Reading passage:
----

The AMA, the American College of Obstetricians and Gynecologists, the American Academy of Family Physicians and the ACP also welcomed the Supreme Court’s decision.
“We are pleased that the Supreme Court has recognized the importance of leaving determination of what constitutes medically necessary treatment where it belongs — in the hands of physicians in consultation with their patients,” Susan R. Bailey, AMA president, said in a statement, echoing the sentiment of the other medical societies.
Leslie Kantor, PhD, MPH, chair of the department of urban-global public health at Rutgers School of Public Health, noted that contrary to some of the arguments that were made in court, an abortion does not need to be performed in a hospital to be safe.
“Abortion is one of the safest medical procedures that exists,” she told Healio Primary Care. “It is extraordinarily rare for a woman needing to be admitted to the hospital following abortion.”
The Supreme Court’s decision keeps 15 other states from “moving swiftly” to enact similar requirements for admitting privileges that would have reduced abortion access, according to Rebecca B. Reingold, JD, senior associate at the O’Neill Institute for National and Global Health Law at Georgetown University.
Rebecca J. Kreitzer, PhD, assistant professor of public policy at the University of North Carolina at Chapel Hill, said the Louisiana law would have “substantially decreased the number and geographic distribution of abortion providers in the state, such that pregnant people would likely need to wait longer to get an abortion — which is associated with higher cost and complications — or be unable to get one at all because of gestational limits on abortion.”
Delays in accessing abortion providers can also cause mental health problems for women, Thomas S. Dardarian, DO, FACOOG, an OB-GYN in suburban Philadelphia, told Healio Primary Care.
“When the decision is made to terminate a pregnancy, the woman wants it done ASAP,” he said. “These women have a lot of anxiety and they want to move forward emotionally.”

----

Activity 1: From the article on the Supreme Court abortion ruling, copy the part that opens with the words containing "The AMA, the" and closes with "Supreme Court’s decision.".
Activity 2:
Answer these questions from the article on the Supreme Court abortion ruling.
(a) Who is named as AMA president?
(b) What department does Leslie Kantor chair, and at which school?
(c) How many other states does Rebecca B. Reingold say the decision keeps from "moving swiftly" to enact similar admitting-privileges requirements?

Study material:
----

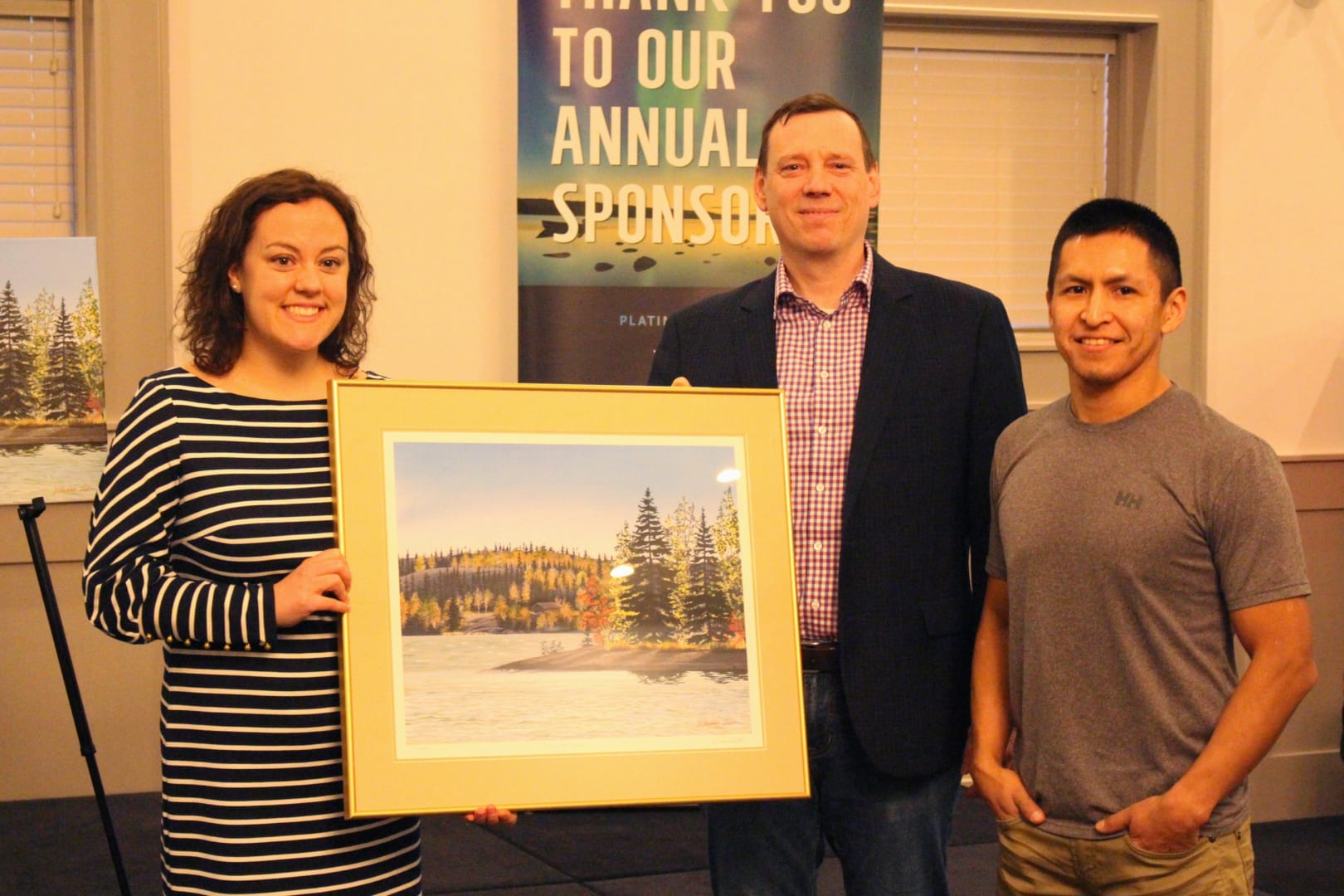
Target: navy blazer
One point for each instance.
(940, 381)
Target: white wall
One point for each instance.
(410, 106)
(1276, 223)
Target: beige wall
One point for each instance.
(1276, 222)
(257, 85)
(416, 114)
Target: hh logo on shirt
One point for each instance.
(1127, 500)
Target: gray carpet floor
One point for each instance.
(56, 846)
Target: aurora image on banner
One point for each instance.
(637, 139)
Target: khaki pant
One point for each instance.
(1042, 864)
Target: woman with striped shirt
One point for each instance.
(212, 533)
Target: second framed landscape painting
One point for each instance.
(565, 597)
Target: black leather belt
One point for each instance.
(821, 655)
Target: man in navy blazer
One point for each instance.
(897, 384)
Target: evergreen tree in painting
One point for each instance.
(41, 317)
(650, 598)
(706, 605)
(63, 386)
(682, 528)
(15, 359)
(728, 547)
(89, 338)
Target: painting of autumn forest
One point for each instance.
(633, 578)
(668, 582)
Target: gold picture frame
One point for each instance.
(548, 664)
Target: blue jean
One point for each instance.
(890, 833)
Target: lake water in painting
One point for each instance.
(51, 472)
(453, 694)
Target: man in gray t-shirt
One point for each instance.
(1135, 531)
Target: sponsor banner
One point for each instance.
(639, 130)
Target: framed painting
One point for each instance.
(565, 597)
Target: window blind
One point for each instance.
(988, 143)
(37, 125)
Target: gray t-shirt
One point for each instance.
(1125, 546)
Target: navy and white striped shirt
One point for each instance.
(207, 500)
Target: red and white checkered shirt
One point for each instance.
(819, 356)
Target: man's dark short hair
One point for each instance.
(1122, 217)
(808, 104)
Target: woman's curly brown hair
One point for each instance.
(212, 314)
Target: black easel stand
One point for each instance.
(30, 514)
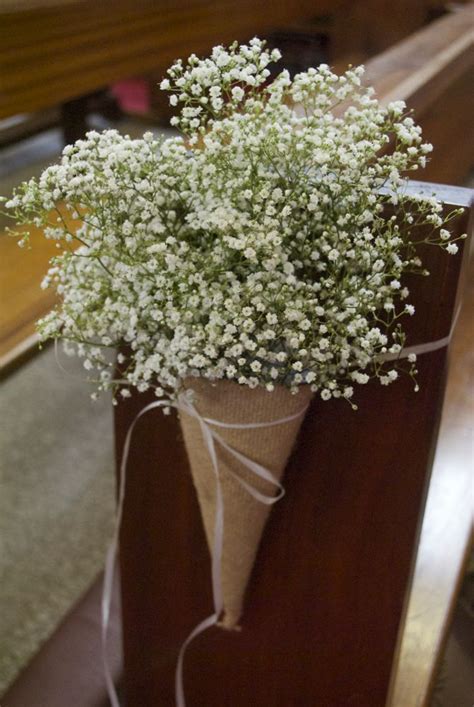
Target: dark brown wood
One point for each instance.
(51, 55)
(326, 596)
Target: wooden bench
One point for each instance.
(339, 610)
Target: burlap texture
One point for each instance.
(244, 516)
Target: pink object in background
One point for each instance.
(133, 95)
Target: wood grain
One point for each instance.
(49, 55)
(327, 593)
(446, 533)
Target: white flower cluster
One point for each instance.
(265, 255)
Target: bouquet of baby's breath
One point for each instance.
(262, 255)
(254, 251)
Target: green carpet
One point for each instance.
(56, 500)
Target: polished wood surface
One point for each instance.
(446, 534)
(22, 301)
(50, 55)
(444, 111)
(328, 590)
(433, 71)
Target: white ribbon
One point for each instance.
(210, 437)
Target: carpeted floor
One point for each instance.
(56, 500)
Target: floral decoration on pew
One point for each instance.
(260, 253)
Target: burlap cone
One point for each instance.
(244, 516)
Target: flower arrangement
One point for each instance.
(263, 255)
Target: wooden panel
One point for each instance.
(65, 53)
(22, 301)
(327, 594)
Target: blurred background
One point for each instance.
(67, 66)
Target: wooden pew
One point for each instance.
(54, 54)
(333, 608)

----

Written response 1:
The AMA, the American College of Obstetricians and Gynecologists, the American Academy of Family Physicians and the ACP also welcomed the Supreme Court’s decision.

Written response 2:
(a) Susan R. Bailey
(b) The department of urban-global public health at Rutgers School of Public Health
(c) 15